Instructions for the task. Give back all the data exactly, line by line.

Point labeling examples
:::::

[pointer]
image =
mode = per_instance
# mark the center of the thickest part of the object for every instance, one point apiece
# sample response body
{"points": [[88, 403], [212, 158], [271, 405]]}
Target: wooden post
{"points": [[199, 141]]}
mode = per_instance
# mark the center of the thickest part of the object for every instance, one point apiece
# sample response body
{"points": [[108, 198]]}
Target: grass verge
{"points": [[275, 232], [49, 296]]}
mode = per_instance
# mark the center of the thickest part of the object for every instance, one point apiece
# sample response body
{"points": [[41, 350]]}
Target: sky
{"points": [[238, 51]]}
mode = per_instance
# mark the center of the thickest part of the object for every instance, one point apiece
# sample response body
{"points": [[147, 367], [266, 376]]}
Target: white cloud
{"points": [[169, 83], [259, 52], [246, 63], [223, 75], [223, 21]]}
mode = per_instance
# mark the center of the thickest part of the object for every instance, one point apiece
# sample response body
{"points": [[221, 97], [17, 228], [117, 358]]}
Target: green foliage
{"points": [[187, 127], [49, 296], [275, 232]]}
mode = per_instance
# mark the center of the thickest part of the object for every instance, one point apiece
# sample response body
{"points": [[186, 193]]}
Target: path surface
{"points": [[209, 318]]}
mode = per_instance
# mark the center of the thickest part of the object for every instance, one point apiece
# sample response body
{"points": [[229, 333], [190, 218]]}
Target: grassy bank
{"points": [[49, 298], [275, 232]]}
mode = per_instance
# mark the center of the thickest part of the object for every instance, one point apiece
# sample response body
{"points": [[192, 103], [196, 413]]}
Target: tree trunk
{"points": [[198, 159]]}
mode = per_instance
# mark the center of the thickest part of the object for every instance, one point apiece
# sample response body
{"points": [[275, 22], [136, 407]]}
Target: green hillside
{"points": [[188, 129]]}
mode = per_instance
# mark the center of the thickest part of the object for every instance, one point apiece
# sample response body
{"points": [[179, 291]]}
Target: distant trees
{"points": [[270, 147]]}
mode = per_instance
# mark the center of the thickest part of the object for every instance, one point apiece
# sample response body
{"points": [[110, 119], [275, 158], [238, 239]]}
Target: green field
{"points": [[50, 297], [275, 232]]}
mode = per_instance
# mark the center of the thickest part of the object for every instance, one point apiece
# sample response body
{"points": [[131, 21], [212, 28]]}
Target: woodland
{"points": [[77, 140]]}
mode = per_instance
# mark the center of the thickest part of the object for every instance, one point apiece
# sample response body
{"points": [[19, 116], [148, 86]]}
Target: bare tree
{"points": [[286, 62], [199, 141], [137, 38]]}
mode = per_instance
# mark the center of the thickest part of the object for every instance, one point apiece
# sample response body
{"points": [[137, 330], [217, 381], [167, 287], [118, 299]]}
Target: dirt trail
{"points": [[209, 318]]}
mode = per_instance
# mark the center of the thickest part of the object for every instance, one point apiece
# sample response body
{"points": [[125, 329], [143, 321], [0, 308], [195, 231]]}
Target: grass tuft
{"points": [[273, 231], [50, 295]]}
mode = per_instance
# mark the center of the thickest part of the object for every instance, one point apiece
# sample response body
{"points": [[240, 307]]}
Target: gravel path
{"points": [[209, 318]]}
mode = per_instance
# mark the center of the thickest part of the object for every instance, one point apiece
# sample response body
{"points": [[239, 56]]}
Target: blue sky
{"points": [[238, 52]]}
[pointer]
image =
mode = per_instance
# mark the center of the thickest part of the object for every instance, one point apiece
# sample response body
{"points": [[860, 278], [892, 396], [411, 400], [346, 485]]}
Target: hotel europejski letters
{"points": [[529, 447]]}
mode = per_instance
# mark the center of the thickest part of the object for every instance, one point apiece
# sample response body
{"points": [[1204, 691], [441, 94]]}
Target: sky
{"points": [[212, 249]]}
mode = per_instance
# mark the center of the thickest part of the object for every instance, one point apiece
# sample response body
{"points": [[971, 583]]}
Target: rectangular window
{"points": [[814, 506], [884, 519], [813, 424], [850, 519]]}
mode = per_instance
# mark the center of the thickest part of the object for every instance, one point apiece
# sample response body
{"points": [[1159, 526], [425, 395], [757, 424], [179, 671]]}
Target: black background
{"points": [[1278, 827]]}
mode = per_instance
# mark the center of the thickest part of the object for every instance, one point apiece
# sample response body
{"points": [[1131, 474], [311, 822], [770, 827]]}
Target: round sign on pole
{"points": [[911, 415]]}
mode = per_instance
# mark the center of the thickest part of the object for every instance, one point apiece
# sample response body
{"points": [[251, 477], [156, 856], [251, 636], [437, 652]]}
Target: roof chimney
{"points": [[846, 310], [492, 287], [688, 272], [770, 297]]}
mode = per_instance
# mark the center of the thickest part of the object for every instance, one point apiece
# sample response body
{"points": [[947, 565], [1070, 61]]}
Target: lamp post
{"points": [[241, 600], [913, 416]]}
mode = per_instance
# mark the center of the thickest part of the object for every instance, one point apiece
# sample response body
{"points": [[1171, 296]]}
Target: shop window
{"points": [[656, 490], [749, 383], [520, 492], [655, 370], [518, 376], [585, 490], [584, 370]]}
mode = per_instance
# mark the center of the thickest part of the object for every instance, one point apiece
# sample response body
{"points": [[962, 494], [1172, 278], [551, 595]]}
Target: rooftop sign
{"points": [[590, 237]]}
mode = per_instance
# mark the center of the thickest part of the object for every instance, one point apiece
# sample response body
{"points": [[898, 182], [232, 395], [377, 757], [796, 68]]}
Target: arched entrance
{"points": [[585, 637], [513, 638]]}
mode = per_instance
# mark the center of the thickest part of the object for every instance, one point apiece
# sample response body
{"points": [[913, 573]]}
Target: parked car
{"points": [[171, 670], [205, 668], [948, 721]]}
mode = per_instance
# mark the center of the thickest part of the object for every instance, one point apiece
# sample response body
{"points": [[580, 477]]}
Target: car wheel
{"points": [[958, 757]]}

:::::

Answer to this exercise.
[pointer]
image =
mode = per_instance
# mark the center of the thickest part of the object for every instance, one point apiece
# sample response body
{"points": [[88, 403], [212, 158], [271, 405]]}
Target: wooden post
{"points": [[199, 141]]}
mode = per_instance
# mark the center of the thickest part of the object for every instance, one point apiece
# sample response body
{"points": [[108, 198]]}
Target: grass verge
{"points": [[275, 232], [49, 296]]}
mode = per_instance
# mark the center of the thickest part of the object for every instance, one point apiece
# sample response body
{"points": [[41, 350]]}
Target: sky
{"points": [[238, 51]]}
mode = per_instance
# mark the center of the thickest part of the object for every instance, one point apiece
# sample response body
{"points": [[147, 367], [266, 376]]}
Target: white cloud
{"points": [[169, 83], [259, 52], [246, 63], [223, 75], [223, 21]]}
mode = per_instance
# mark the center of the thickest part of the object for every instance, one point apiece
# sample response body
{"points": [[221, 97], [17, 228], [117, 358]]}
Target: green foliage
{"points": [[187, 127], [49, 296], [275, 232]]}
mode = per_instance
# mark the center of the thickest part of the object for every instance, one point apiece
# sample response body
{"points": [[186, 193]]}
Target: path surface
{"points": [[209, 318]]}
mode = per_instance
# mark the center of the thickest part of the object for every instance, one point apiece
# sample response body
{"points": [[229, 333], [190, 218]]}
Target: grassy bank
{"points": [[49, 298], [275, 232]]}
mode = per_instance
# mark the center of the thickest part of the object for every instance, one point apiece
# sample response body
{"points": [[192, 103], [196, 413]]}
Target: tree trunk
{"points": [[198, 159]]}
mode = per_instance
# mark the center of the thickest part of the object for every instance, one point apiece
# sample response body
{"points": [[275, 22], [136, 407]]}
Target: green hillside
{"points": [[188, 129]]}
mode = per_instance
# mark the center of the thickest part of the object for every instance, one point apiece
# sample response body
{"points": [[179, 291]]}
Target: distant trees
{"points": [[270, 147]]}
mode = per_instance
# mark the center of the thickest part of the object for every instance, one point apiece
# sample response body
{"points": [[110, 119], [275, 158], [238, 239]]}
Target: green field
{"points": [[50, 297], [275, 232]]}
mode = per_instance
# mark the center of the thickest part of the object for every instance, one point apiece
# sample response body
{"points": [[131, 21], [212, 28]]}
Target: woodland
{"points": [[77, 140]]}
mode = per_instance
# mark the center of the thickest part of the object for every instance, one point apiece
# sample response body
{"points": [[19, 116], [148, 86]]}
Target: bare tree
{"points": [[286, 62], [199, 141], [137, 38]]}
mode = per_instance
# mark the center of the thickest part of the object for every instance, one point apiece
# sample response body
{"points": [[137, 330], [217, 381], [167, 287], [118, 299]]}
Target: dirt trail
{"points": [[209, 318]]}
mode = per_instance
# mark the center of the thickest part of the object for every instance, one point apiece
# sample response body
{"points": [[125, 329], [143, 321], [0, 308], [195, 231]]}
Target: grass tuft
{"points": [[273, 231], [50, 295]]}
mode = per_instance
# mark the center of the thickest part of the object for every instance, one point apiece
# sample response body
{"points": [[240, 307]]}
Target: gravel path
{"points": [[209, 318]]}
mode = per_instance
# mark the center of the thickest part of the object for every instance, one point apiece
# sample response body
{"points": [[239, 56]]}
Target: blue sky
{"points": [[238, 52]]}
[pointer]
image =
mode = per_instance
# mark the center of the thickest part of the object for every instance, one point apiece
# sample response body
{"points": [[860, 278], [892, 396], [411, 400], [346, 485]]}
Target: hotel europejski letters
{"points": [[529, 447]]}
mode = per_instance
# mark the center of the thickest part of the object for every instance, one point apiece
# sample response body
{"points": [[1204, 691], [441, 94]]}
Target: sky
{"points": [[212, 249]]}
mode = per_instance
# mark the center of the thickest part of the object for every instance, one point apiece
# sample response body
{"points": [[971, 583]]}
Target: rectangular window
{"points": [[814, 506], [884, 519], [813, 424], [850, 519]]}
mode = per_instance
# mark the center of the thickest part of the object for every instance, one point apiece
# sample response body
{"points": [[1159, 526], [425, 395], [757, 424], [179, 671]]}
Target: black background
{"points": [[1278, 827]]}
mode = per_instance
# mark the center of the thickest part of the object for every instance, one point apiece
# sample response body
{"points": [[1131, 474], [311, 822], [770, 827]]}
Target: round sign on pole
{"points": [[911, 415]]}
mode = per_instance
# mark the center of the thickest part of the object for every instance, one point apiece
# sample response body
{"points": [[251, 477], [156, 856], [251, 636], [437, 652]]}
Target: roof chimney
{"points": [[846, 310], [492, 287], [688, 272], [770, 297]]}
mode = per_instance
# mark the center of the thickest part of the object for every instance, one point apiece
# sample response body
{"points": [[947, 565], [1070, 61]]}
Target: lamp post
{"points": [[241, 600], [913, 416]]}
mode = per_instance
# mark the center of the thickest part of the object for every instance, one point apiece
# sample response body
{"points": [[1171, 296]]}
Target: shop window
{"points": [[656, 490], [749, 383], [520, 492], [655, 370], [518, 376], [585, 490], [584, 370]]}
mode = per_instance
# mark the center of the thickest part of the object for every instance, one point apiece
# sample response body
{"points": [[962, 494], [1172, 278], [551, 595]]}
Target: rooftop sign
{"points": [[590, 237]]}
mode = per_instance
# mark the center of the thickest part of the object for every instance, one point apiece
# sample response body
{"points": [[898, 182], [232, 395], [377, 757], [796, 68]]}
Target: arched entrance
{"points": [[585, 637], [513, 638]]}
mode = per_instance
# mark the center of the thickest part of the object for every instance, one point apiece
# sample response body
{"points": [[913, 573]]}
Target: parked car
{"points": [[171, 670], [205, 668], [948, 721]]}
mode = per_instance
# mark the center of the thickest part of the object for every instance, one point apiece
# sample response body
{"points": [[580, 477]]}
Target: car wheel
{"points": [[958, 757]]}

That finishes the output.